The relevance of the Darjeeling precedent to the present research question is instructive but also reveals the framework’s limitation. While the decision confirms robust enforcement of geographical designation rights, it simultaneously illustrates the law’s silence on the design dimension. A manufacturer could legally produce tea marketed with a visual identity strongly associated with Darjeeling through typography, imagery or colour palettes referencing Himalayan tea culture without incurring GI liability, provided the word “Darjeeling” itself is not used. This distinction maps directly onto the textile misappropriation problem: luxury brands may appropriate the design vocabulary of Banarasi or Kanchipuram textiles while remaining insulated from GI infringement liability.
Consorzio del Prosciutto di Parma v Asda: Extended GI Protection and the Presentation Standard
In Consorzio del Prosciutto di Parma v Asda Stores Ltd, the European Court of Justice extended the scope of protection for Protected Designations of Origin (PDOs) beyond the mere use of the designation to encompass certain aspects of product presentation.[20] The Court held that the PDO for “Parma Ham” required slicing and packaging to occur within the designated region because these processes were integral to preserving the quality and reputation associated with the designation.
Although this case arose within the European PDO regulatory framework, its reasoning is relevant to debates concerning reform of the Indian GI regime. The ECJ’s logic—that GI protection may legitimately extend to characteristics contributing to the product’s reputation—suggests a broader understanding of what constitutes the protected subject matter of a geographical indication. Applied analogically, if the integrity of Parma Ham justifies protection over slicing techniques and presentation, then the argument that Banarasi brocade or Kanchipuram silk GIs should extend to their distinctive motif structures and aesthetic grammar becomes doctrinally plausible.
Evocation Doctrine in European GI Jurisprudence
A more expansive approach to GI protection emerged in Scotch Whisky Association v Michael Klotz[21], The Michael Klotz and Golden Bottling rulings establish an “evocation doctrine,” penalizing imagery that prompts consumer association with a protected GI. Since India’s 1999 Act lacks this mechanism, adopting a similar standard would enable enforcement against luxury brands exploiting traditional design vocabularies, even when the protected geographical name is omitted.

#### SOURCE MATERIAL
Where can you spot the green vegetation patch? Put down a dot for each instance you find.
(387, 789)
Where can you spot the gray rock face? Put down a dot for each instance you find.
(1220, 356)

#### WHAT YOU NEED TO DO
Please carry on the passage about geographical indication protection and traditional design, picking up right after its last sentence. You won't need any of the lines above.

#### TASK OUTPUT
Critical Analysis and Findings
The preceding analysis identifies three key deficiencies in the current Indian legal framework. The first is a protection gap. The Geographical Indications of Goods (Registration and Protection) Act, 1999 protects the geographical name of a product but not the design elements embedded in traditional textiles. As a result, distinctive aesthetic features such as weaving patterns and motif systems remain vulnerable to commercial appropriation by global luxury brands, even when the geographical designation itself is not used.
The second deficiency concerns enforcement capacity. The present system requires proceedings to be initiated by registered proprietors or authorised users. In practice, this creates barriers for artisan communities that often lack the institutional structure, financial resources, or legal expertise needed to pursue intellectual property litigation. Consequently, the communities whose cultural heritage is most affected frequently remain excluded from meaningful enforcement.
The third deficiency lies in the remedies framework. Even where infringement is proven, the remedies under sections 53 to 67 of the GI Act focus primarily on injunctions and penalties rather than compensation or benefit sharing. This fails to address the economic imbalance created when luxury brands derive commercial value from traditional Indian designs.
Comparative legal developments underscore the urgent need for Indian GI reform. EU Regulation 2024/1143 has set a global precedent by extending protection to craft products and explicitly prohibiting “evocation.” Similarly, the Pacific Community Model Law demonstrates that sui generis legislation can effectively codify collective cultural rights.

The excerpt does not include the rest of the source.